__EXCERPTED PASSAGE__.
Remix album by DJ Shadow
- Released: March 29, 2003
- Genre: Hip hop
- Length: 48:20
- Label: Island
- Producer: DJ Shadow

DJ Shadow chronology
| The Private Press (2002) | The Private Repress (2003) | Live! In Tune and On Time (2004) |

= The Private Repress =

2003 remix album by DJ Shadow

The Private Repress is a remix album by American hip hop producer DJ Shadow, released exclusively in Japan by Island Records on March 29, 2003. It contains the remixed tracks and the B-side tracks from The Private Press.

__WRITTEN TASK 1__. According to the album entry, in which country was The Private Repress released?
__WRITTEN TASK 2__. Copy the album entry word for word from "The Private Repress is" to "The Private Press.".
The lines after the album entry come from a separate source.

__SUPPLIED INFORMATION__.
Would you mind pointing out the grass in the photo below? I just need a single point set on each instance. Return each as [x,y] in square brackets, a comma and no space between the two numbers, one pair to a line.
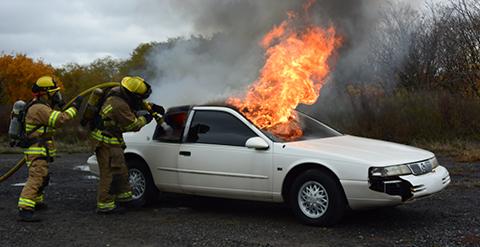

__RESULT 1__. It was released exclusively in Japan.

__RESULT 2__.
The Private Repress is a remix album by American hip hop producer DJ Shadow, released exclusively in Japan by Island Records on March 29, 2003. It contains the remixed tracks and the B-side tracks from The Private Press.